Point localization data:
----------

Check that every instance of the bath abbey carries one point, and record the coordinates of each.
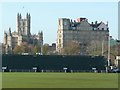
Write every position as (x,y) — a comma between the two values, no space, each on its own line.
(21,35)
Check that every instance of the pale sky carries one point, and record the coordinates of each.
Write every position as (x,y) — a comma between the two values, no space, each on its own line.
(44,15)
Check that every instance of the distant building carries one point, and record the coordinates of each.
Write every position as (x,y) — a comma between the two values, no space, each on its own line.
(22,34)
(82,31)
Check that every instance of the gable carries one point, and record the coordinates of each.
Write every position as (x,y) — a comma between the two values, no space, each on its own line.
(84,25)
(102,25)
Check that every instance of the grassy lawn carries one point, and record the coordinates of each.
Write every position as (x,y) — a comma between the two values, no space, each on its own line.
(59,80)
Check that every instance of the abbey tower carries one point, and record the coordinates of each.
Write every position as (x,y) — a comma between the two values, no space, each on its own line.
(22,34)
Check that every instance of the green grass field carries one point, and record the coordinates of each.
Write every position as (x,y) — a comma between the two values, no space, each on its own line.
(59,80)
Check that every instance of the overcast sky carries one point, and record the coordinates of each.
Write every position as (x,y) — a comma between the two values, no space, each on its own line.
(44,15)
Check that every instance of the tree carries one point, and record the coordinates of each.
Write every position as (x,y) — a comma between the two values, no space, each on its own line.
(45,49)
(72,48)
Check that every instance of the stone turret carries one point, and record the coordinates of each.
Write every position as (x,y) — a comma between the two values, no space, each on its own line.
(5,38)
(23,25)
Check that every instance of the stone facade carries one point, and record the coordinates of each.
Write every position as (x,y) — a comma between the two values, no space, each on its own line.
(22,34)
(82,31)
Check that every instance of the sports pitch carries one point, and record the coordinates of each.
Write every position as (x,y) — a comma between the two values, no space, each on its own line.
(59,80)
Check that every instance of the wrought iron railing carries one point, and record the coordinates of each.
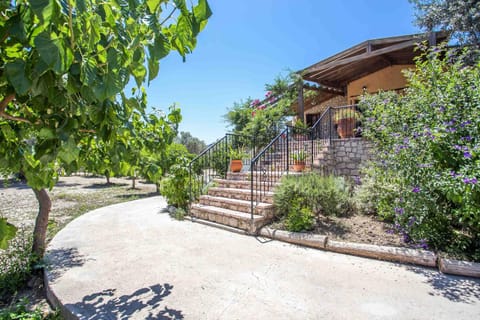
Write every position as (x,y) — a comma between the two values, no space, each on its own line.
(338,122)
(213,162)
(289,148)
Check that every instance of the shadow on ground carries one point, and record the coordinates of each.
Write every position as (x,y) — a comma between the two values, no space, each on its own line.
(58,261)
(105,185)
(137,196)
(454,288)
(105,305)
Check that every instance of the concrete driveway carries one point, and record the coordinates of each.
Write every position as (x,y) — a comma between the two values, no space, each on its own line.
(132,261)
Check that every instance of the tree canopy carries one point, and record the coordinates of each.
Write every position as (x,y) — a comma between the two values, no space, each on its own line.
(460,17)
(63,68)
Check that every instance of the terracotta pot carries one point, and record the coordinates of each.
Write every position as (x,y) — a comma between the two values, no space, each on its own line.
(345,127)
(236,165)
(298,166)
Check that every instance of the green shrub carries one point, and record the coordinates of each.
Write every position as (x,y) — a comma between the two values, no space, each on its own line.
(427,143)
(175,187)
(15,264)
(299,218)
(19,311)
(327,195)
(376,194)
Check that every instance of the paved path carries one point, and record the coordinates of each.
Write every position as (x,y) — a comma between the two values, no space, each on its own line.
(132,261)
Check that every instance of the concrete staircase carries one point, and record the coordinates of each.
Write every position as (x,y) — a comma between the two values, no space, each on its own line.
(228,202)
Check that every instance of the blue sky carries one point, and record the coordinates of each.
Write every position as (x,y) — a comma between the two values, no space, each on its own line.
(247,43)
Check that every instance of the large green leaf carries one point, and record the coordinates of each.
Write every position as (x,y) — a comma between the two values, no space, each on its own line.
(153,5)
(44,9)
(69,151)
(54,52)
(7,232)
(201,13)
(17,76)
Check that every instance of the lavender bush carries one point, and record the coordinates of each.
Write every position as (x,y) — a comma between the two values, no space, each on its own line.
(429,146)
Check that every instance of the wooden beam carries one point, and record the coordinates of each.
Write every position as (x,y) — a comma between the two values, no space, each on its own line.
(364,56)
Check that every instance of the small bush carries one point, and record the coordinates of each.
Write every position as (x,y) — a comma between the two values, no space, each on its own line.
(15,265)
(299,218)
(376,195)
(327,195)
(19,311)
(175,187)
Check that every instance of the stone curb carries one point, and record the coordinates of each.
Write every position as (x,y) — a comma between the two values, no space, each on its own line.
(394,254)
(463,268)
(56,303)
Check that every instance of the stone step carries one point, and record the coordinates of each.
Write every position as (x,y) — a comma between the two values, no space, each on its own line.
(270,175)
(240,194)
(245,184)
(228,217)
(262,208)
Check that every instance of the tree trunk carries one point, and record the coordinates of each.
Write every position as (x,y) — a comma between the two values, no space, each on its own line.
(41,223)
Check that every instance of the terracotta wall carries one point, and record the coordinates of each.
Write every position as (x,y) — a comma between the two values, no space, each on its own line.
(333,102)
(389,78)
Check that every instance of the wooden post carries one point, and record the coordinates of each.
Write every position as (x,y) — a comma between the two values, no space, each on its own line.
(300,111)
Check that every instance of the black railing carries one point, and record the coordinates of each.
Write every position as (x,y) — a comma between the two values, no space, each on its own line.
(338,123)
(214,161)
(291,149)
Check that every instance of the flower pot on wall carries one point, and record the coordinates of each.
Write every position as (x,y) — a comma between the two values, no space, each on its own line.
(345,127)
(236,165)
(298,166)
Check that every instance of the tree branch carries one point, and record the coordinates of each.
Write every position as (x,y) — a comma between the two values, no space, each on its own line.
(168,17)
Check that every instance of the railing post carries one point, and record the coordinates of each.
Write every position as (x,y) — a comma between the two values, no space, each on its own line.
(226,155)
(190,186)
(330,126)
(288,149)
(252,172)
(312,155)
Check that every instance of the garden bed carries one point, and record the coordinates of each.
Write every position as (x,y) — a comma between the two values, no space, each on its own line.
(355,228)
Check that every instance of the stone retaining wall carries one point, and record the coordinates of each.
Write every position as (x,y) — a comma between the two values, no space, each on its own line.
(345,157)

----------

Note each line above that holds "railing", then copy all of them.

[Written reply]:
Check that every instance of the wrought iron railing carries one point, and record the coordinates of each.
Check that every instance of the black railing carries one point, and record the coordinates of each.
Check that every instance of the railing post carries one point, and record the coordinates of each.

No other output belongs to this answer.